- [Saved entries]:
· · · ·
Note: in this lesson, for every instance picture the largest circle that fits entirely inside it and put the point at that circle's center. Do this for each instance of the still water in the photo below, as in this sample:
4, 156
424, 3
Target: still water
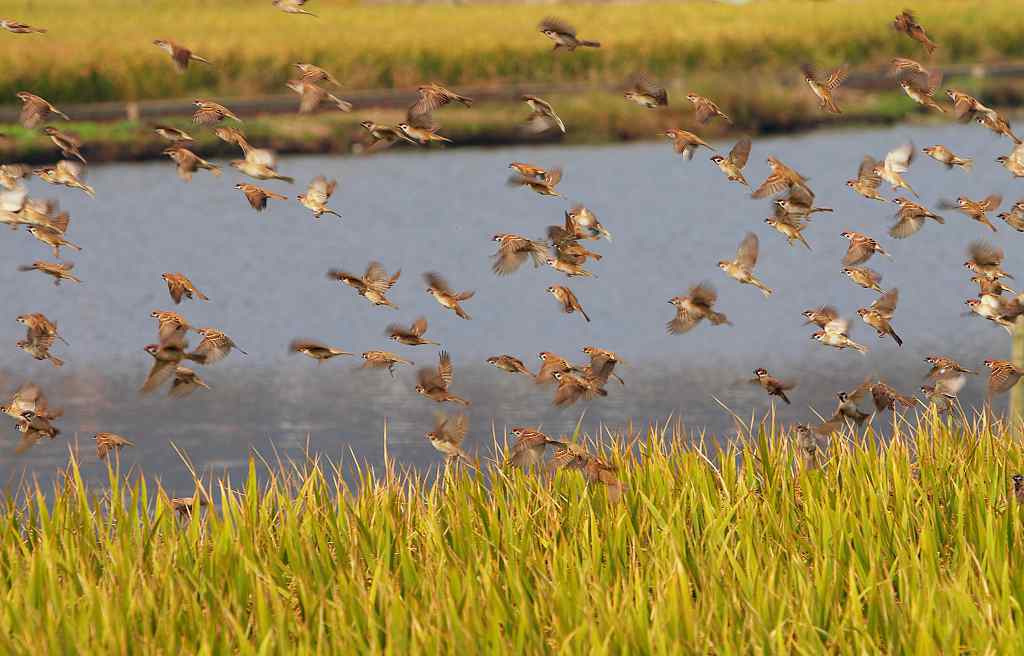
671, 220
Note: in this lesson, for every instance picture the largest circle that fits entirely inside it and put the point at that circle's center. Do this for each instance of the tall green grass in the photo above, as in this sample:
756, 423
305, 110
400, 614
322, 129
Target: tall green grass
101, 49
908, 547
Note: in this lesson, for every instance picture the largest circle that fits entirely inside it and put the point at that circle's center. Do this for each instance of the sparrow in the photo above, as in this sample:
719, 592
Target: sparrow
509, 363
312, 73
59, 271
513, 251
433, 96
897, 162
945, 156
921, 87
373, 286
1003, 378
861, 248
567, 299
179, 286
172, 134
836, 335
772, 385
439, 289
382, 360
906, 24
694, 307
910, 218
880, 312
311, 95
69, 144
316, 195
886, 398
867, 181
412, 336
527, 450
646, 93
208, 113
732, 166
781, 178
686, 143
107, 442
188, 163
317, 351
434, 384
563, 35
52, 237
19, 28
292, 6
215, 345
741, 268
36, 110
823, 89
985, 259
185, 382
978, 210
257, 195
448, 435
543, 117
180, 55
864, 276
705, 110
544, 184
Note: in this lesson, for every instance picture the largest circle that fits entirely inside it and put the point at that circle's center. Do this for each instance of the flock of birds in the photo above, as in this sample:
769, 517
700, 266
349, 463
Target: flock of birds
563, 250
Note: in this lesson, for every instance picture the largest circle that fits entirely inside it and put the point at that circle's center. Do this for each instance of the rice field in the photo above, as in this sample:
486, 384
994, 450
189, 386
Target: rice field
911, 545
393, 45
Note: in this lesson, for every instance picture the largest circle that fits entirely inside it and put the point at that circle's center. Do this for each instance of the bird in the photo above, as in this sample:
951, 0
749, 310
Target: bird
686, 143
693, 308
705, 108
448, 436
180, 55
563, 35
438, 288
646, 93
822, 89
373, 285
567, 300
509, 363
732, 166
434, 384
741, 268
861, 248
864, 276
59, 271
292, 6
897, 162
944, 156
209, 113
188, 163
878, 315
906, 24
412, 336
772, 385
178, 286
867, 181
35, 110
107, 442
910, 218
257, 195
542, 117
513, 251
316, 350
382, 360
316, 195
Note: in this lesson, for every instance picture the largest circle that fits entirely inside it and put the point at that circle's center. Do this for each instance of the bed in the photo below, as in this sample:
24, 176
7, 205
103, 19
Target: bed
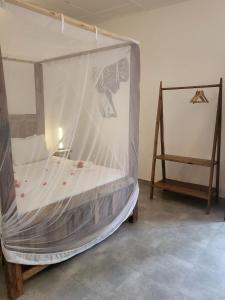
52, 208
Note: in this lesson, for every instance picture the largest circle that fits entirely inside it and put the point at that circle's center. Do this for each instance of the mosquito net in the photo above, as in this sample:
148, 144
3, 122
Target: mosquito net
69, 100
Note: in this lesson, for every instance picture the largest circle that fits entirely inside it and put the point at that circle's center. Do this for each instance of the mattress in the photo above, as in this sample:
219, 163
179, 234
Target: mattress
45, 182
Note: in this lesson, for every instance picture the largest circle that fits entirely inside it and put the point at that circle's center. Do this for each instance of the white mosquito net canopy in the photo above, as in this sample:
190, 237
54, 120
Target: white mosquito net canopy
69, 109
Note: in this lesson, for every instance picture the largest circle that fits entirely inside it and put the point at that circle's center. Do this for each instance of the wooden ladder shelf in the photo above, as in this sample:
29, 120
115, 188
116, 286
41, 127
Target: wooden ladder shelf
199, 191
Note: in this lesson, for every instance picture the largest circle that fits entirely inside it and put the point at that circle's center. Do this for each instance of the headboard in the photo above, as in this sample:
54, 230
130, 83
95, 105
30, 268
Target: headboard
22, 126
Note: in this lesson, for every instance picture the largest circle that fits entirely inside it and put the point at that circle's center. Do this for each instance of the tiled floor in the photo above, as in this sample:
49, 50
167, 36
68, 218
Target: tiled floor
174, 252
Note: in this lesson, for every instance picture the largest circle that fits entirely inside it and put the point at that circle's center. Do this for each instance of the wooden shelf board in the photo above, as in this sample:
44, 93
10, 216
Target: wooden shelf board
190, 189
186, 160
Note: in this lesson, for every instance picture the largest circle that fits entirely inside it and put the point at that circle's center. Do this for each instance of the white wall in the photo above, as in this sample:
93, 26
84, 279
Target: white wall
20, 87
181, 45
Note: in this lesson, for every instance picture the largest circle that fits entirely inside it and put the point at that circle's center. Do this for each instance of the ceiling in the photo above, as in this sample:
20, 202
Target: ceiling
97, 11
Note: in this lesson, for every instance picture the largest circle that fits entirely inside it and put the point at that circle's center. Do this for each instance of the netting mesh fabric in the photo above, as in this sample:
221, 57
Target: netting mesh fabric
69, 137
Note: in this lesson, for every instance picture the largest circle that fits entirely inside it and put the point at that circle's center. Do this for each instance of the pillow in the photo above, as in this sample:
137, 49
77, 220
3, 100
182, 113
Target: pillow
28, 150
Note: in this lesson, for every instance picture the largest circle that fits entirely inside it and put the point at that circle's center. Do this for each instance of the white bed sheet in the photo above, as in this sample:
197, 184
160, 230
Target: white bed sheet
45, 182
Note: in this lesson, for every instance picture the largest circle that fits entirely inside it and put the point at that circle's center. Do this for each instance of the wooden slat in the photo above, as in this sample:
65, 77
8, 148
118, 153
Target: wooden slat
190, 189
185, 160
33, 271
190, 87
18, 60
39, 93
87, 52
14, 280
57, 16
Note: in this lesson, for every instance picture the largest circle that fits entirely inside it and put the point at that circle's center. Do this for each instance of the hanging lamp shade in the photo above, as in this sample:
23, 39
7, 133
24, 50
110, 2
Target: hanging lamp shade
199, 97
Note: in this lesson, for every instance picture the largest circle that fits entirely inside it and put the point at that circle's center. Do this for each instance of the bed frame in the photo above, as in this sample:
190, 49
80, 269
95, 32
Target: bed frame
26, 125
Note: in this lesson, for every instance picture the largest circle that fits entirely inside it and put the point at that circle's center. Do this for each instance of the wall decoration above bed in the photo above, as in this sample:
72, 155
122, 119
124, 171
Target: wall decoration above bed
56, 206
109, 83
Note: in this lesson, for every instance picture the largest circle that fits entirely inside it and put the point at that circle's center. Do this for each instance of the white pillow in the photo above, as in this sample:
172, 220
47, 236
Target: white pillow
28, 150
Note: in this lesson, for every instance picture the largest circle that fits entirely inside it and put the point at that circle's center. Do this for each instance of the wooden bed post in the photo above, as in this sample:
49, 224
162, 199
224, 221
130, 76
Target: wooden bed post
13, 272
134, 117
159, 123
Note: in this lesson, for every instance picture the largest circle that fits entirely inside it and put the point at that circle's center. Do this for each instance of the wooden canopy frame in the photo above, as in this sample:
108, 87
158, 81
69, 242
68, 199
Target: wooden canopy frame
194, 190
17, 274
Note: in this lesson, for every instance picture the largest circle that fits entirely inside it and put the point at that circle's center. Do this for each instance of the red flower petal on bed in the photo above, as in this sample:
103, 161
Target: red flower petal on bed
17, 184
80, 164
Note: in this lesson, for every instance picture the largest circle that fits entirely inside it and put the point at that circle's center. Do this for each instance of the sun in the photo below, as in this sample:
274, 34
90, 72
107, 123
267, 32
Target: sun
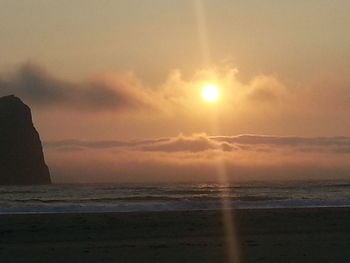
210, 92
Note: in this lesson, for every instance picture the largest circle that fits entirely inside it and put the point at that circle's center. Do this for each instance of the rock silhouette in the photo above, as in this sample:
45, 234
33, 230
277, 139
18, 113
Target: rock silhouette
21, 154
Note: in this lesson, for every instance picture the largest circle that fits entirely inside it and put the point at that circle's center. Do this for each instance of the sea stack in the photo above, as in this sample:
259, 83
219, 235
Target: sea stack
21, 154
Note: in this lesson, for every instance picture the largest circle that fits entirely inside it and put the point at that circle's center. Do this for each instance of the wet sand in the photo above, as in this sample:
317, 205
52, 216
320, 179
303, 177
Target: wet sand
269, 235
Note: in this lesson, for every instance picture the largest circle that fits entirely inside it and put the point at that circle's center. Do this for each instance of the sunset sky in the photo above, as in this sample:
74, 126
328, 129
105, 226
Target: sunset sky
115, 86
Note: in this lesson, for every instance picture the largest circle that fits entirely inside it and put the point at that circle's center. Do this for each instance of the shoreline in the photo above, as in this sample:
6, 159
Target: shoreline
177, 210
264, 235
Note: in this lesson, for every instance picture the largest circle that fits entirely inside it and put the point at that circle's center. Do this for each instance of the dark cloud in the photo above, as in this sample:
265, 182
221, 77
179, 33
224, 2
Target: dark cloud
203, 142
39, 88
197, 157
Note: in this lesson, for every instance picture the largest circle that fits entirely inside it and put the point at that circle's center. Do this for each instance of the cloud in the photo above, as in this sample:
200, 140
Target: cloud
198, 158
203, 142
39, 88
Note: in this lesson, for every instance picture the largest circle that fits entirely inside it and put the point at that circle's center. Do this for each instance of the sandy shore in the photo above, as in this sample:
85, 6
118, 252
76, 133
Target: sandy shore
276, 235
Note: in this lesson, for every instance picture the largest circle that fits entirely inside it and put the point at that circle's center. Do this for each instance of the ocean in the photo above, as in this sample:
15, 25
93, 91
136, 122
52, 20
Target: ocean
170, 197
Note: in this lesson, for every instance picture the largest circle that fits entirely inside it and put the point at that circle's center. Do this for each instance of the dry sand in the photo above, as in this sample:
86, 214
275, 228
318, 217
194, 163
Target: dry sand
275, 235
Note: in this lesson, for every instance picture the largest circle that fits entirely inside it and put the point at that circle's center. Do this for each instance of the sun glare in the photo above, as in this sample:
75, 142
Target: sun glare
210, 93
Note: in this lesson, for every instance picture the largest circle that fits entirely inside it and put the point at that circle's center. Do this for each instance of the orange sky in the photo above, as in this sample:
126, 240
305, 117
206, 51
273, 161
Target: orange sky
129, 70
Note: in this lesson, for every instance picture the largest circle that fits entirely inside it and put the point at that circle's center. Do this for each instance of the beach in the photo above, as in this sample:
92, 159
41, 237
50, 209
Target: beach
263, 235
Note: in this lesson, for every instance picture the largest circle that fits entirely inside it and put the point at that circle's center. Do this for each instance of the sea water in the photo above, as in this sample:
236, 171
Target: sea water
170, 197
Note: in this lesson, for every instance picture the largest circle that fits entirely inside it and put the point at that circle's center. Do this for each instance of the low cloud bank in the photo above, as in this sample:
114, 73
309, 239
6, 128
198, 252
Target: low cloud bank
39, 88
198, 158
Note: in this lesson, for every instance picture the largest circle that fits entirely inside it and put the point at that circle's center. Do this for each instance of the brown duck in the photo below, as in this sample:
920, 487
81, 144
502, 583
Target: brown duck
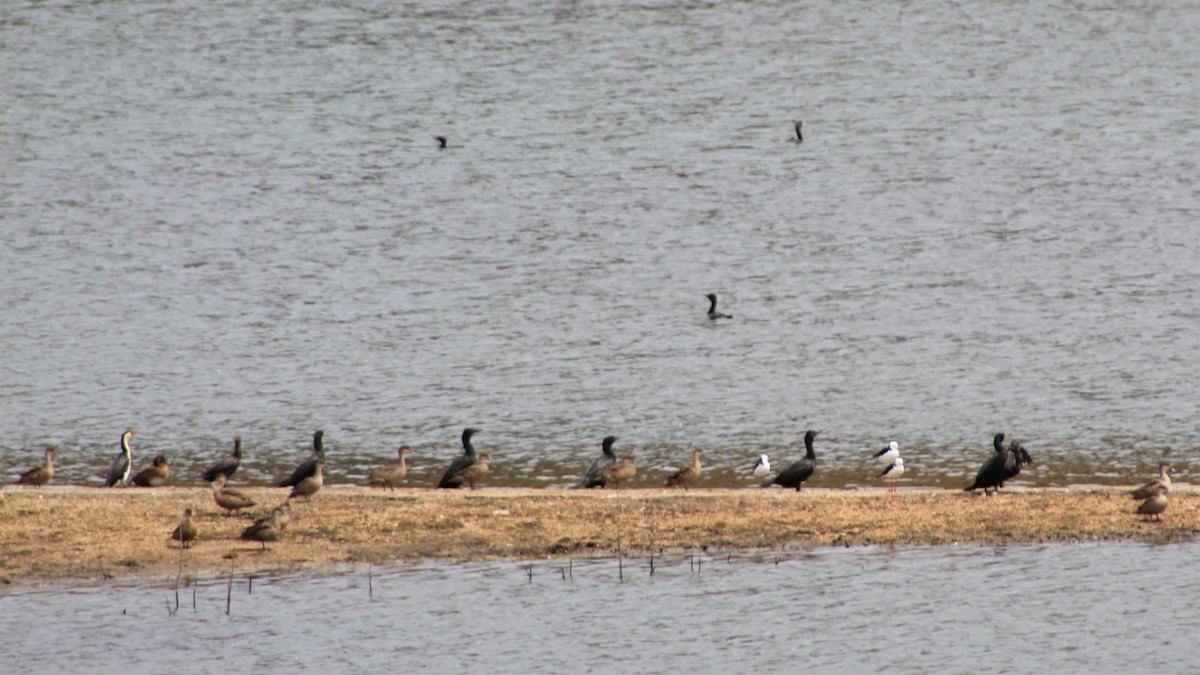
186, 531
310, 485
689, 475
154, 476
42, 475
390, 476
475, 472
621, 472
229, 499
267, 530
1156, 505
1150, 489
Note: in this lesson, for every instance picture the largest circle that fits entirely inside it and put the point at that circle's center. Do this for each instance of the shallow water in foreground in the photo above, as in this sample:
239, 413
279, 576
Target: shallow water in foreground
1104, 607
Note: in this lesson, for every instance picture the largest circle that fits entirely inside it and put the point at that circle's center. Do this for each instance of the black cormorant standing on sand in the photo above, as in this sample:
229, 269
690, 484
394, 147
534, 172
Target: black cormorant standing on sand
594, 477
227, 465
450, 479
796, 475
310, 466
119, 472
713, 315
994, 471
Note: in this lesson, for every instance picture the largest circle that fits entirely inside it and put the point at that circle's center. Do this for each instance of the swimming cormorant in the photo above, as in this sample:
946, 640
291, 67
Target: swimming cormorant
119, 472
796, 475
227, 465
713, 315
310, 466
594, 476
449, 479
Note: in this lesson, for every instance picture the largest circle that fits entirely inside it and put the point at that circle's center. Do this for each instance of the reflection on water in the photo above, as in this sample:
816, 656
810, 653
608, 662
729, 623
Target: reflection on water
1104, 607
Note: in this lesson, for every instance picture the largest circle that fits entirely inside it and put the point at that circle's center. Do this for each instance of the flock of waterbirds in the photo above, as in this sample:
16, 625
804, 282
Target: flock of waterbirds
471, 469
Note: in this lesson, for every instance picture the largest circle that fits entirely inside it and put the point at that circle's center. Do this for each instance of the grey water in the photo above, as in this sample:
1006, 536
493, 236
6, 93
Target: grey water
1099, 608
234, 219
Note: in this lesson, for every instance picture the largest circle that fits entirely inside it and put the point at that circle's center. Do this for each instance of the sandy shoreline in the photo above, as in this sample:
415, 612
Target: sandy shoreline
84, 533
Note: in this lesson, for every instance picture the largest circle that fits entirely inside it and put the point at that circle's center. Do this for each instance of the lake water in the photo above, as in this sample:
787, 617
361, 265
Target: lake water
234, 219
1062, 608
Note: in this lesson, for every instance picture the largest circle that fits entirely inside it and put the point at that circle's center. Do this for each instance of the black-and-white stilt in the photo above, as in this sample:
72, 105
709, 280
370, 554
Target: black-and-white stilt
892, 473
762, 469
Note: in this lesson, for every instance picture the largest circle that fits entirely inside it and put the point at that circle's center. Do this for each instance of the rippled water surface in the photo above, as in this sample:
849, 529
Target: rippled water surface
1103, 608
234, 219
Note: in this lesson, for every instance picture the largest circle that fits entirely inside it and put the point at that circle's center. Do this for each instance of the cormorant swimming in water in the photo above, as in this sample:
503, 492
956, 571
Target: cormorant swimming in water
594, 478
310, 466
450, 478
713, 315
796, 475
119, 472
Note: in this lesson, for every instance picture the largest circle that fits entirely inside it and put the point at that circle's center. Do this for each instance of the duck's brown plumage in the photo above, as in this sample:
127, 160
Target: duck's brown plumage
265, 530
229, 499
154, 476
186, 531
475, 472
390, 476
1150, 489
689, 475
41, 475
310, 485
621, 472
1155, 506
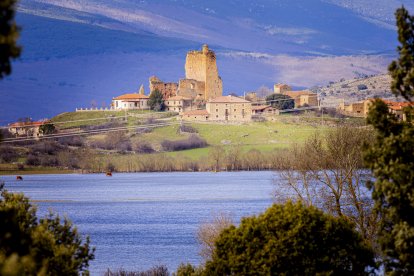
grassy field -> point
(266, 136)
(93, 118)
(11, 169)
· · · ·
- [Work order]: Search the entries for the string "below". Copy every line that has it.

- [Answer to this exercise]:
Note: in this lesson, for every instance picture the largest circle that fits entirely inside it and put the point at that circle's center. Do this for each instance of the still water in the photo below, as in this sample:
Note: in this lesson, for every instance picture the largest circle that fits entirely inside it and put the point at that circle's center. Do this for each instance of the bed in the photo below, as in this sample:
Note: in this lesson, for every instance picture the largest circle that fits entirely inside it and put the point at that circle's center. Do this for each instance of the sun in the photo below, as in this sample:
Note: in this lesson, for every instance picture the largest circle that fits entirely inside it and put the point at that circle's center. Do this for each instance of the brown duck in the photo below, as in this sample:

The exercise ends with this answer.